#### [YOUR ASSIGNMENT]
Two lines in the data below mark the range: the one with "[(1116, 90), (654, 25), (1133, 104)]" and the one with "[(885, 542), (1160, 606), (1079, 274)]". Return both, along with every line between them, exactly.

#### [SUPPLIED MATERIAL]
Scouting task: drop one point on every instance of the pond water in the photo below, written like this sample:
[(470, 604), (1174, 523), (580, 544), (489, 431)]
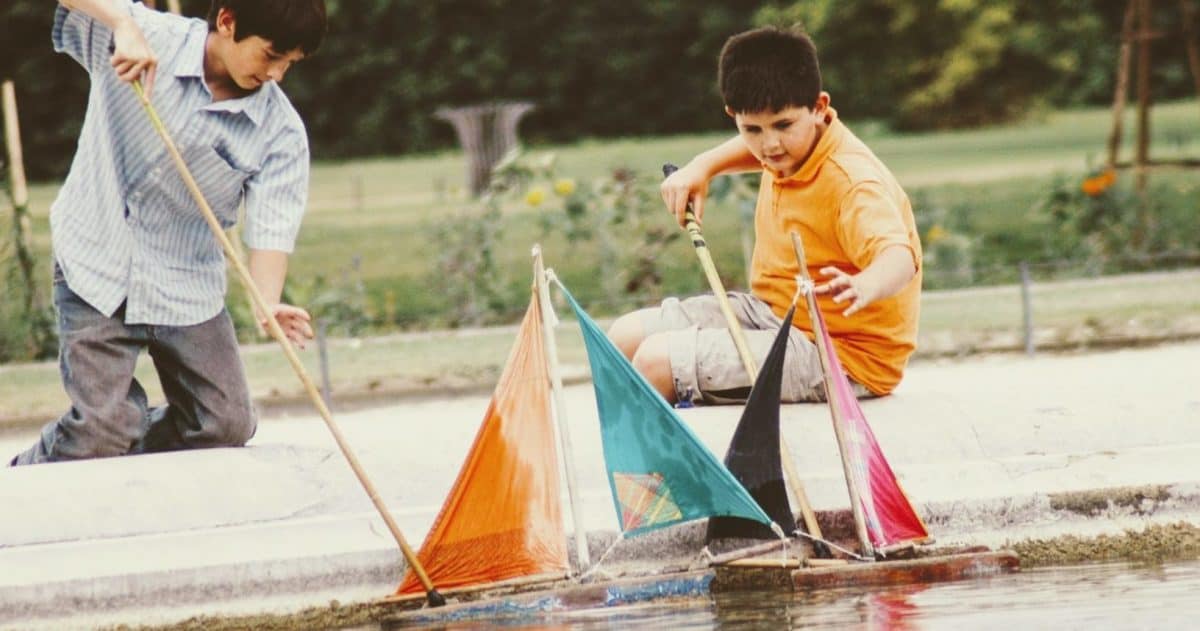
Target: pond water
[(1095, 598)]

==

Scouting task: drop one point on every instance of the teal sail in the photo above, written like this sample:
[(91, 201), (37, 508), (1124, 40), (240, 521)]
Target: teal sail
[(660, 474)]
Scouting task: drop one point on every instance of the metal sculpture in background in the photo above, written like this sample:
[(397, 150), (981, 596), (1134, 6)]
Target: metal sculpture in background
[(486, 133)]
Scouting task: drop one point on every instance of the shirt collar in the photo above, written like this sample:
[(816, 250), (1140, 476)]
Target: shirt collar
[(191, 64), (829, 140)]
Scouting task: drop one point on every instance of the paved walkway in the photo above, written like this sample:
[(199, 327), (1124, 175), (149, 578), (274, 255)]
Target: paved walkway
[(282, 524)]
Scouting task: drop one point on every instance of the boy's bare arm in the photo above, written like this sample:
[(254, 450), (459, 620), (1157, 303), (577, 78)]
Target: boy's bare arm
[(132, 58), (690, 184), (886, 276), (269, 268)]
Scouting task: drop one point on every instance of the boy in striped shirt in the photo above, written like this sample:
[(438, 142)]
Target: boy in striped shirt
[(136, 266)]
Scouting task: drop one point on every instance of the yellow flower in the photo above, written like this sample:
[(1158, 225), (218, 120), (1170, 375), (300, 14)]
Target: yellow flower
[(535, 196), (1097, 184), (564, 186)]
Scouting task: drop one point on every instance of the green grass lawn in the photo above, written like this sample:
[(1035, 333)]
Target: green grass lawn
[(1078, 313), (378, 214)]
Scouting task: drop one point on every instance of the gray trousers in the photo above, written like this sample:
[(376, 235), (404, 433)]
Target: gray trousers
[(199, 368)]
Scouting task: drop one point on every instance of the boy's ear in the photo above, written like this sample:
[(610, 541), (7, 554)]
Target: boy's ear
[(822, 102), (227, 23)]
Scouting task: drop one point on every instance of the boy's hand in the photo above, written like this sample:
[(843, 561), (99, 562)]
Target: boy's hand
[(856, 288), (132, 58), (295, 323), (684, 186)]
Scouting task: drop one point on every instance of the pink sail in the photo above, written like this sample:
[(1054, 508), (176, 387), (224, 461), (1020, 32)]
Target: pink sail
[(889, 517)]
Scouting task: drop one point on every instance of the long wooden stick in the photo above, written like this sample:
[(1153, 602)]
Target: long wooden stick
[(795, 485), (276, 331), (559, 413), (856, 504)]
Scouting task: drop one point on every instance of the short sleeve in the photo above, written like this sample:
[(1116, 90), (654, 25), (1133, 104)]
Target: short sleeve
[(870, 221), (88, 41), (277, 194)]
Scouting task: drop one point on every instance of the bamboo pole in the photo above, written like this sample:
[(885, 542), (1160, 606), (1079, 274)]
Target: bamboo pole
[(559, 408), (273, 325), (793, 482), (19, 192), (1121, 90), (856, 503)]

#### [ANSWER TO THIS EXERCISE]
[(1116, 90), (654, 25), (1133, 104)]
Target: short sleeve
[(870, 221), (88, 41), (277, 194)]
Scouting task: drop one point on every instance of the bamboo pole in the photo above, written like this sample:
[(885, 542), (1160, 606), (1079, 274)]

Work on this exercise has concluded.